EXERCISE BRIEF:
Give the listing again in full, exactly as it appears.

EXTRACTED RECORDS:
*** Block opens ***
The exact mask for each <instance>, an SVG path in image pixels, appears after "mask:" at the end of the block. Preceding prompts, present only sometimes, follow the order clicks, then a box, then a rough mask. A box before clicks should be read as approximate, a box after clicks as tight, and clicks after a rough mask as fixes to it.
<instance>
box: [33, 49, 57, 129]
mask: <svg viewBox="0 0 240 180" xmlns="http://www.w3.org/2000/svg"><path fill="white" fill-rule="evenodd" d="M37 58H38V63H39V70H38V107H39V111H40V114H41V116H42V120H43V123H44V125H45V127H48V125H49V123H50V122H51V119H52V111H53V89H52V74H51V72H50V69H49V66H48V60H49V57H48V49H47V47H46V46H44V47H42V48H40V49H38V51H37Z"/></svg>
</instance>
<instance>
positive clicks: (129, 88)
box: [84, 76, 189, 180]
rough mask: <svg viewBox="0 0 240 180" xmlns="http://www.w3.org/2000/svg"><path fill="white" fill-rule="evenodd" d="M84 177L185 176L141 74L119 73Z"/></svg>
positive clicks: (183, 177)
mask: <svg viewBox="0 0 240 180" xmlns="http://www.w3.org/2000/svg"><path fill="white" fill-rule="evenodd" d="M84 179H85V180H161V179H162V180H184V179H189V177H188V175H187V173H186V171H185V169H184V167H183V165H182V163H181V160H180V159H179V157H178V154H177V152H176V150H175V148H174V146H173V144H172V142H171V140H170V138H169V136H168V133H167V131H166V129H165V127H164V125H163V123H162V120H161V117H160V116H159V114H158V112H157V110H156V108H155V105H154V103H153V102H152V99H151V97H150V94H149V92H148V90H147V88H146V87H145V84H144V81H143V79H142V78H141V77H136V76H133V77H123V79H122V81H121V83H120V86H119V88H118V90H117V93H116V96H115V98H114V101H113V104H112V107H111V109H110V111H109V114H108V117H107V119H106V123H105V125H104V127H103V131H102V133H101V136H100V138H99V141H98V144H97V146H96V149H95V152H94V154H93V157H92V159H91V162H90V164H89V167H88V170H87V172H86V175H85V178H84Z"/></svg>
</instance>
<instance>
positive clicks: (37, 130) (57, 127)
*** Block closes ***
ANSWER AREA:
The exact mask for each <instance>, an SVG path in image pixels, appears after "mask:" at the end of the block. Preceding prompts, present only sometimes, follow the order clicks, then a box, then a rough mask. A box before clicks should be read as approximate, a box after clicks as tight, and clicks after a rough mask as fixes to it.
<instance>
box: [33, 49, 57, 129]
mask: <svg viewBox="0 0 240 180" xmlns="http://www.w3.org/2000/svg"><path fill="white" fill-rule="evenodd" d="M37 58H38V63H39V70H38V107H39V111H40V114H41V116H42V120H43V123H44V125H45V127H48V125H49V123H50V122H51V119H52V111H53V89H52V74H51V72H50V69H49V66H48V60H49V57H48V49H47V47H46V46H44V47H42V48H40V49H38V51H37Z"/></svg>
</instance>
<instance>
positive clicks: (129, 88)
box: [84, 76, 189, 180]
rough mask: <svg viewBox="0 0 240 180" xmlns="http://www.w3.org/2000/svg"><path fill="white" fill-rule="evenodd" d="M84 177L185 176L141 74L119 73Z"/></svg>
positive clicks: (183, 177)
mask: <svg viewBox="0 0 240 180" xmlns="http://www.w3.org/2000/svg"><path fill="white" fill-rule="evenodd" d="M84 179H85V180H161V179H162V180H184V179H189V177H188V175H187V173H186V171H185V169H184V167H183V165H182V163H181V160H180V159H179V157H178V154H177V152H176V150H175V148H174V146H173V144H172V142H171V140H170V138H169V136H168V133H167V131H166V129H165V127H164V125H163V123H162V120H161V117H160V116H159V114H158V112H157V110H156V108H155V105H154V103H153V102H152V99H151V97H150V94H149V92H148V90H147V88H146V87H145V84H144V81H143V79H142V78H141V77H136V76H133V77H123V79H122V81H121V83H120V86H119V88H118V90H117V93H116V96H115V98H114V101H113V104H112V107H111V109H110V111H109V114H108V117H107V119H106V123H105V125H104V127H103V131H102V133H101V136H100V138H99V141H98V144H97V146H96V149H95V152H94V154H93V157H92V159H91V162H90V164H89V167H88V170H87V172H86V175H85V178H84Z"/></svg>
</instance>
<instance>
positive clicks: (37, 130) (57, 127)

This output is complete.